-- begin RECORDS FOR THE TASK --
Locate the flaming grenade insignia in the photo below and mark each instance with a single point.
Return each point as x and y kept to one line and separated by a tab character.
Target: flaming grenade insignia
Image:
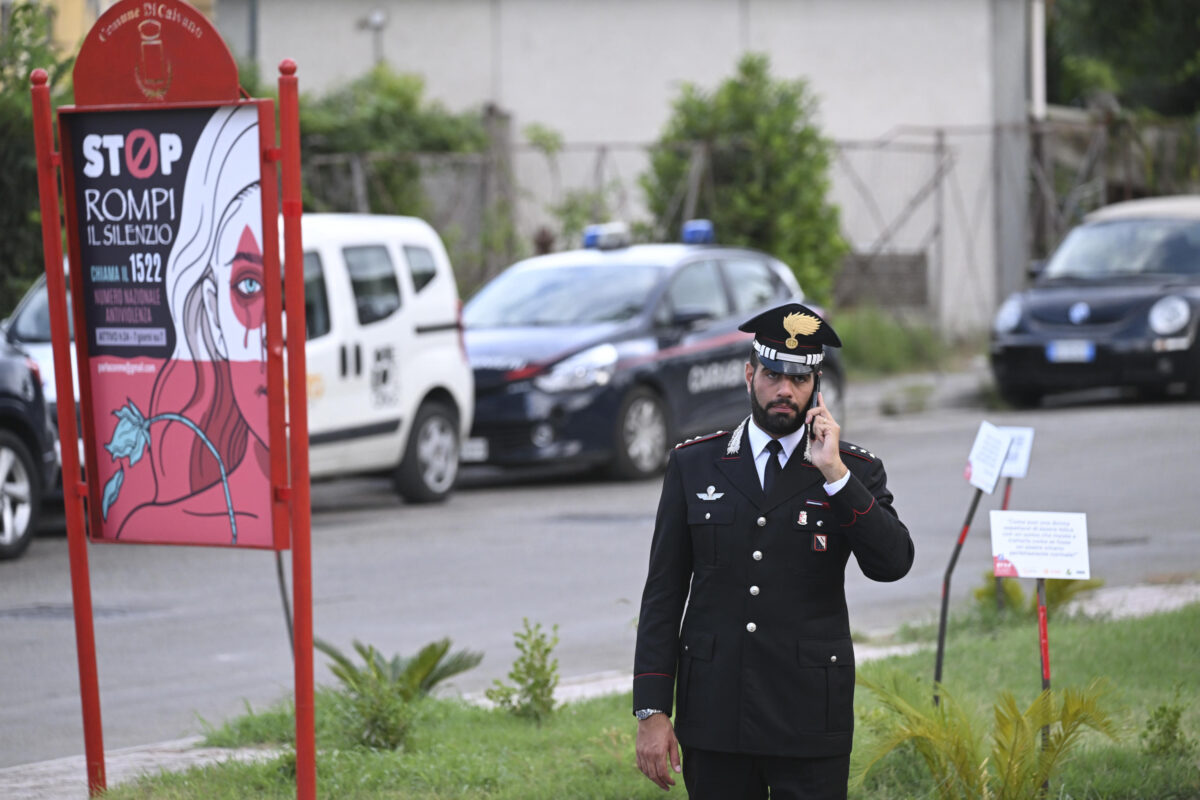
797	323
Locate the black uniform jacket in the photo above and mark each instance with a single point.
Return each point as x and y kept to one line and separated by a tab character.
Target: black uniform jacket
763	662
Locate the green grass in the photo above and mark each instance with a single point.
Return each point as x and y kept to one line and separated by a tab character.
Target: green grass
587	749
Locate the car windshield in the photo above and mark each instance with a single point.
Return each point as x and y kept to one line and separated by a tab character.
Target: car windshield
1128	247
563	295
31	322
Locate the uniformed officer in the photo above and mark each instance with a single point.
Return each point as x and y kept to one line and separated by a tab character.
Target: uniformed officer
757	524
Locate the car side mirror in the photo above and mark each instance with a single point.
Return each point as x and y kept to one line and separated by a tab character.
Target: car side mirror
690	318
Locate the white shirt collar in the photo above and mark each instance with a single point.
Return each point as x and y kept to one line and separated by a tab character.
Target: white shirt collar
759	439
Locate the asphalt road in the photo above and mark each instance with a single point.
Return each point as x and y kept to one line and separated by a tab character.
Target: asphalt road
186	635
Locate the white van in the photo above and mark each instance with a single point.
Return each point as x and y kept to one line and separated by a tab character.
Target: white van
389	385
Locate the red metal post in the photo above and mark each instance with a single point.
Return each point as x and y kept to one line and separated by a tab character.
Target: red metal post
1044	642
298	414
64	382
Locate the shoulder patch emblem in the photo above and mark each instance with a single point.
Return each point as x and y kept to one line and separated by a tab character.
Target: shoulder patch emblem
697	439
855	450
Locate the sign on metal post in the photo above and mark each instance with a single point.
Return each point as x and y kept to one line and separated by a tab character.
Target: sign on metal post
1041	545
167	216
984	463
171	178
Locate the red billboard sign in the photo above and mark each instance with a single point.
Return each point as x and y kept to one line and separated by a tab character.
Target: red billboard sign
167	223
172	181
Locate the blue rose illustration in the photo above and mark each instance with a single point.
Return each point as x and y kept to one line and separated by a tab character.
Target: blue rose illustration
131	438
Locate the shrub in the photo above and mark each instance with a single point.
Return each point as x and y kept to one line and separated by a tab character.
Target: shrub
1163	735
765	176
534	675
377	699
1059	593
1019	763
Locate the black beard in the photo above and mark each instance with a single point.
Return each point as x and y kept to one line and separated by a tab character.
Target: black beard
777	425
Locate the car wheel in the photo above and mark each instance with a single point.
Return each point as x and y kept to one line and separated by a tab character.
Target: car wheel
430	467
21	495
641	435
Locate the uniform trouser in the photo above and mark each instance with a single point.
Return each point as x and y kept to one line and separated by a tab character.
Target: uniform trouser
712	775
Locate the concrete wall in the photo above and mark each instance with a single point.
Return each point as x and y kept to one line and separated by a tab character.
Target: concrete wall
606	71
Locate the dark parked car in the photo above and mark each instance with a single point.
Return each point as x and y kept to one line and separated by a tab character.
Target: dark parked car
613	353
28	457
1117	305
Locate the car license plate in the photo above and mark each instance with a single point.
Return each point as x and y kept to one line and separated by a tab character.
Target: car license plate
1071	352
473	450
-- end RECORDS FOR THE TASK --
◆ GIVEN EXERCISE: Transcribe the material as is, with images omitted.

◆ REPLY TO THE EXERCISE:
Locate the flaming grenade insignia in the photo below and mark each instance with a single point.
Return each point as x and y kept to one line and separated by a tab character.
Target: flaming grenade insignia
Image:
797	323
Locate the black uniform jacket in the photo above and mark each instance with a single point.
Return each point as x and y kept to one line and separated by a tab character.
Target: black uniform jacket
763	662
Locate the green grass in the photo above and mark each instance with a single point.
Return each point as x and y kept to one line and separated by a tab character.
Target: green grass
587	749
Locate the car windshield in the photo above and mark each instance with a single point.
Return each point as x and y kept to one line and separated by a tab character.
Target: car windshield
1128	247
563	295
31	322
Locate the uniformed officer in the photo above and mark each instance with a single point.
Return each point as x and y kept to one line and separated by a tab character.
Target: uniformed officer
757	524
Locate the car side mirror in the photo above and mark each instance with a single point.
Return each point as x and y kept to one line and separated by a tab character.
Target: car side mirror
690	318
Locate the white shirt collar in the photo above and mark each instance with a single point.
Return each point as x and y kept to one line and separated by a tab character.
Target: white shirt collar
759	439
Locate the asphalt road in the photo above and mark each instance with a single point.
Return each point as x and y kept to one line and separated by a tab character.
Target: asphalt road
186	635
Locate the white van in the photo above and mark each instance with a single point.
Return each point as x and y kept to one line and separated by a tab character.
Target: white van
389	385
Locate the red metal post in the photo above and mark each instance with a single point.
Return each point as x and y kept to one line and separated by a tab character.
Target: red metal post
1044	642
298	414
64	382
Locate the shoulder patch emblem in the photo above and mark each instance with a single point.
Return each point as x and y kept to one line and separated by a tab character.
Target: shoulder patch emblem
697	439
855	450
Locate the sign on metal post in the photo above and mark each instance with a single point.
Return each point as x and y kept to one line and separated by a tab character.
Target: sign on metal post
1041	545
167	216
984	463
171	178
Locate the red billboard sign in the photo above and mark each instance with a single point.
Return each point as x and y kept to one line and separated by a tab character.
Target: red billboard sign
167	223
172	181
Locate the blue rose illustration in the photo above and mark each instance with a single point.
Return each point as x and y kept to one line and separated by a tab character.
Target: blue rose illustration
131	438
Locate the shrub in the photo above and mark each instance with a single point.
Return each point as x and y kept to one line and separated by a tab character.
Target: shrub
1163	735
765	176
534	675
377	699
1059	593
1019	763
Locate the black beard in the photo above and mark each instance with a single point.
Return each point as x and y kept to one line and separated by a tab character.
Target: black beard
777	425
Locate the car wheel in the photo above and mark each instance with a single point.
Return each point as x and y kept to one line and separated by a tab character.
Target: car wheel
430	467
21	495
641	435
Locate the uniform trouser in the photo above and mark each instance with a single point.
Return each point as x and y kept to one line and separated by a tab character.
Target: uniform trouser
712	775
Locate the concrete wall in the photo above and mark each instance with a single point.
Return each point as x and y kept to one line and separated by a tab character.
Target: concrete wall
606	71
Locate the dark parked car in the photo above and mark each instance with a single point.
Return each point as x and y kept to one line and separated by a tab character.
Target: dark parked car
613	353
28	457
1117	305
Locate the car license plate in the photo above and mark each instance with a single point.
Return each point as x and y kept to one line and separated by a tab character.
Target: car license plate
1071	352
473	450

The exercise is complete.